### PROVIDED PASSAGE
--- START ---
Much research carried out on alcohol misuse within heterosexual relationships has examined male, rather than female, drinking behaviours; most specifically, heavy drinking by violent men (Gomberg, 1998; Ptacek, 1998; Schumacher et al, 2003). Far fewer studies have linked women’s problem drinking within dysfunctional marital relationships, nor have these studies reached a consensus about whether women experience marital conflict because of their drinking, or whether they turn to alcohol as a result of their marital problems (Jacob and Seilhamer, 1991; Fagan et al, 1998). In my research, marital problems, particularly involving violence, overwhelmingly preceded alcohol misuse for women.

Violence in heterosexual relationships was a powerful mechanism of control and fear that had been experienced by most respondents, including those who had later identified as lesbian. This violence encompassed physical or sexual assault, but also included emotional and psychological intimidation, designed to oppress, humiliate and terrify. High levels of emotional or psychological violence from male partners may be a possible predictor for problem drinking among some women (Kantor, 1993), although it has been noted that alcohol treatment initiatives insufficiently screen women for such abuse (Miller, 1998).

Unsuccessful intimate relationships left several participants in my research feeling deeply ashamed because they felt they had failed, and shame is an intensely disempowering emotion for women who are socialised to place so much self-worth and positive female identity on the success of their relationships with men (Richardson, 1993). When these relationships had started, most participants had hoped for the companionship and intimacy which many had lacked in childhood; the realisation that this would not happen caused profound disappointment, and possibly a reliving of the loss and grief experienced in childhood. Although most had tried repeatedly to make their relationships work, to change and be changed, they felt their attempts had been futile, and that unsatisfactory relationships left them feeling totally alone and without control in their lives.

The levels of violence within intimate heterosexual relationships endured by my research participants are known to cause poor self-esteem, internalised anger and high levels of clinical depression among women (Orava et al, 1996; Miller, 1998), conditions which are also linked to women who exhibit drinking problems (Walitzer and Sher, 1997). Within many life histories, sexual relationships with husbands and partners were also often described as problematic and violent. Many women had been socialised to believe that there were no choices about sex for a married woman, that the sexual rights and needs of husbands or partners were unquestionable, confirming the assertion that male sexuality traditionally serves as the only model for all human sexuality, so marginalising the needs and rights of women (Smith, 1996):

‘I really did believe I had to put up with it ... that as a wife I had no option. You were brought up to think that a man needed to have his sexual needs met, and as a wife, that was what you had to put up with.’ (Liz, 10 years of domestic violence)
--- END ---
### Referring expression data
--- START ---
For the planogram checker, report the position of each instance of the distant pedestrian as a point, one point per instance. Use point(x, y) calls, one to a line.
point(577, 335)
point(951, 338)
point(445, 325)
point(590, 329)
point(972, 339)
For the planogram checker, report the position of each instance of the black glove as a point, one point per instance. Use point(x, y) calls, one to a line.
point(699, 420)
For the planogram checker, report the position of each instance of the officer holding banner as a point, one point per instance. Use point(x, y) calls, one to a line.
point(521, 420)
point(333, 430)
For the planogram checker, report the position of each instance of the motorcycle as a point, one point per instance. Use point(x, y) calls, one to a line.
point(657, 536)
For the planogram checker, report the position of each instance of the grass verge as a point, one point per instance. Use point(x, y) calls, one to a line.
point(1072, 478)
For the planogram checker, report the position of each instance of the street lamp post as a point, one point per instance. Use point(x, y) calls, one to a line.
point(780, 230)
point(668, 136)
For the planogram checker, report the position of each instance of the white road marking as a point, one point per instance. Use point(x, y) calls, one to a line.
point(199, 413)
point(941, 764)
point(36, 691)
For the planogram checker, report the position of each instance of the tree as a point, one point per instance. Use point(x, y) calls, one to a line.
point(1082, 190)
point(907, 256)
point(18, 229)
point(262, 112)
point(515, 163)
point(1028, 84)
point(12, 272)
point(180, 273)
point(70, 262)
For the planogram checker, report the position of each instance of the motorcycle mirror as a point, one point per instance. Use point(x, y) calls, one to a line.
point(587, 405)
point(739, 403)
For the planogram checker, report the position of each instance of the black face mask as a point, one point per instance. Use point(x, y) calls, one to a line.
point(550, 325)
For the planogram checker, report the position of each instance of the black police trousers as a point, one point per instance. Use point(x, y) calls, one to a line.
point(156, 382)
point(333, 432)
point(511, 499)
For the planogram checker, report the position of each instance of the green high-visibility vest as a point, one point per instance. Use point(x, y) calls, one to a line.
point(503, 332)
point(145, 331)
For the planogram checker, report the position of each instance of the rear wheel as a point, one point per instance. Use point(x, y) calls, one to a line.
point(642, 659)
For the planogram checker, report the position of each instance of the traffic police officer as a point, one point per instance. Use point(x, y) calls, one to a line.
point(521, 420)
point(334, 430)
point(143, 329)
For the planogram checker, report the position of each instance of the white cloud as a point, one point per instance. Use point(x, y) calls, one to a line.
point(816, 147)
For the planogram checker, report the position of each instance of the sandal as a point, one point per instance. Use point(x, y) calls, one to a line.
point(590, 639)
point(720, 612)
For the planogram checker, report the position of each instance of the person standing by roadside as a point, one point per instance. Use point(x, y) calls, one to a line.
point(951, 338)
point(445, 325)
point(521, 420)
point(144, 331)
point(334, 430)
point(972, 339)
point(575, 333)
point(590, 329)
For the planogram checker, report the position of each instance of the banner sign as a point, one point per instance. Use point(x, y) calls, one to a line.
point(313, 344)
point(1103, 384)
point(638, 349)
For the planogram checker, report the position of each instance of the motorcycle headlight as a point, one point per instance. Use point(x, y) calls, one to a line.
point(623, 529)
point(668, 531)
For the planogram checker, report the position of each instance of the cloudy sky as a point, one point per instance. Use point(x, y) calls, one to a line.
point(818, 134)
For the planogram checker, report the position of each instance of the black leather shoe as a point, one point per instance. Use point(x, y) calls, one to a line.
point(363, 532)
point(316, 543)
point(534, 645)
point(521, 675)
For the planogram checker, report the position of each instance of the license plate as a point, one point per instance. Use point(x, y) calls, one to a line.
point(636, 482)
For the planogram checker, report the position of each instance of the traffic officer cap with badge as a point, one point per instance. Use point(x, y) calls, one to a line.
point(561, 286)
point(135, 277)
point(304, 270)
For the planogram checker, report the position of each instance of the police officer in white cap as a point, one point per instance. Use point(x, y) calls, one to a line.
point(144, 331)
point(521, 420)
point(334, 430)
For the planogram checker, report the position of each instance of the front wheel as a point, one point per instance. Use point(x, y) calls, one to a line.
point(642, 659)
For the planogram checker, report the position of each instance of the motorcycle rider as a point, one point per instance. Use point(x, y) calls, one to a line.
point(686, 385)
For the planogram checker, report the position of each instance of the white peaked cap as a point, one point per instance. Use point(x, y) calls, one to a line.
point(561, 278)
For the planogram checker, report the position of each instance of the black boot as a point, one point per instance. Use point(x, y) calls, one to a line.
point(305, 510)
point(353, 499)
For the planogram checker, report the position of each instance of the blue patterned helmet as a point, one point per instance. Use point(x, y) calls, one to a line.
--- END ---
### WHAT TO DO
A: From the passage on women's drinking and relationship violence, repeat the text that begins at the words "Unsuccessful intimate relationships" and stops after "in their lives.".
B: In the passage on women's drinking and relationship violence, what overwhelmingly preceded alcohol misuse for women in the author's research?
C: Take the passage on women's drinking and relationship violence further, continuing from its final sentence.

### ANSWER LIST
A:
Unsuccessful intimate relationships left several participants in my research feeling deeply ashamed because they felt they had failed, and shame is an intensely disempowering emotion for women who are socialised to place so much self-worth and positive female identity on the success of their relationships with men (Richardson, 1993). When these relationships had started, most participants had hoped for the companionship and intimacy which many had lacked in childhood; the realisation that this would not happen caused profound disappointment, and possibly a reliving of the loss and grief experienced in childhood. Although most had tried repeatedly to make their relationships work, to change and be changed, they felt their attempts had been futile, and that unsatisfactory relationships left them feeling totally alone and without control in their lives.

B: Marital problems, particularly those involving violence.

C:
All of the sexual violence described by participants preceded their drinking misuse. Yet in alcohol literature, because of expressed lack of sexual satisfaction or low interest in heterosexual sex, the stereotype of the woman alcoholic as sexually dysfunctional endures. This sexual dysfunction has been identified as both contributing to, and preceding, problem drinking (Wilsnack, 1984), but there has been a failure to recognise that women’s sexual partners may contribute considerably to their sexual problems, as was indicated in my study. Problem drinking women are known to commonly have heavy-drinking male sexual partners, who experience more sexual problems, and engage in more sexually and physically abusive behaviours than other men (Cornel et al, 1995). Of additional interest, in view of previous literature predicting the contrary, no participant complained of impaired sexual functioning during periods of her alcohol misuse, as long as she felt she had personal choice in her sexual situations. Feeling in control, and having power within sexual behaviour and decisions, was pivotal.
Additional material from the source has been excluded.